*** Provided data ***

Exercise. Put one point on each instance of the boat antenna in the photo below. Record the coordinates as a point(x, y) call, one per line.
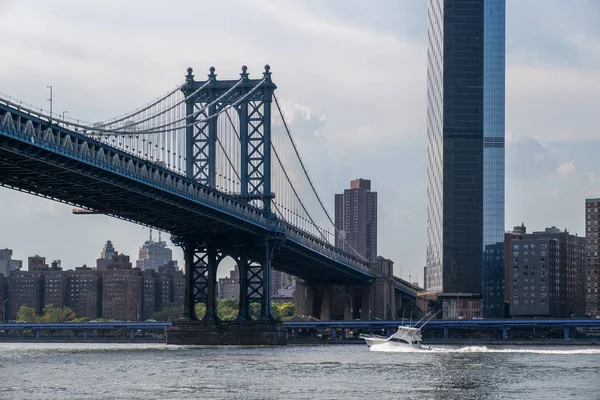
point(426, 322)
point(421, 319)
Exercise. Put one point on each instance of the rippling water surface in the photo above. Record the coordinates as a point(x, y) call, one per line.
point(129, 371)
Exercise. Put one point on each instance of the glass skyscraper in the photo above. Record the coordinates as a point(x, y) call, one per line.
point(465, 151)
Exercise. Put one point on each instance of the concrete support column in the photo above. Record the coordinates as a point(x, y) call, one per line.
point(366, 304)
point(189, 302)
point(326, 304)
point(211, 284)
point(269, 248)
point(304, 298)
point(349, 302)
point(244, 305)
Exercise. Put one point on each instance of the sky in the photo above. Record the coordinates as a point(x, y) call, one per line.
point(354, 73)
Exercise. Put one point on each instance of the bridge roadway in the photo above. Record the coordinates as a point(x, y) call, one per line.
point(50, 161)
point(373, 324)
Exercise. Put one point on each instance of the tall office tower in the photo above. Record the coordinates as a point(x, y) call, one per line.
point(356, 219)
point(465, 151)
point(592, 305)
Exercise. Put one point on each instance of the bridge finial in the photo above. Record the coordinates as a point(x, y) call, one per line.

***

> **What you are asked to do**:
Quote the records above exactly, leaving out any pictures.

> **Answer box**:
Exercise. Put one point on each instance of the boat antenna in the photo below. Record the coordinates as a point(x, y) call, one per line.
point(426, 322)
point(421, 319)
Exercise. Put one point on each instance of the rippling water surface in the photo above. Record the coordinates as a point(x, y) call, one per line.
point(129, 371)
Exercise. Put one point on each instance of the glass skyscraper in the photo above. Record the coordinates as a point(x, y) call, one per line.
point(465, 151)
Exercise. Put one point on each instance of the concrete support column in the photo above. Record the coordinates as a point(x, y) call, one per line.
point(366, 304)
point(189, 302)
point(326, 304)
point(211, 284)
point(269, 248)
point(304, 298)
point(349, 302)
point(244, 305)
Exercise. Put one point on each instance of the sky in the photo above. Record the coordinates as a point(x, y) call, one per line.
point(354, 73)
Exercise. Put one point on each instance of the bridge roadway in the photo above. Record the coordinates as a point(x, y) call, one per line.
point(50, 161)
point(373, 324)
Exercise. Put one point on each instance of the tall office tower in the photo above. Record the coordinates as a point(x, y) call, one per line.
point(356, 219)
point(465, 151)
point(592, 305)
Exercise. Put one point on each instance of the bridge finial in the photo above. Record the coordinates as a point(x, y) call, one per line.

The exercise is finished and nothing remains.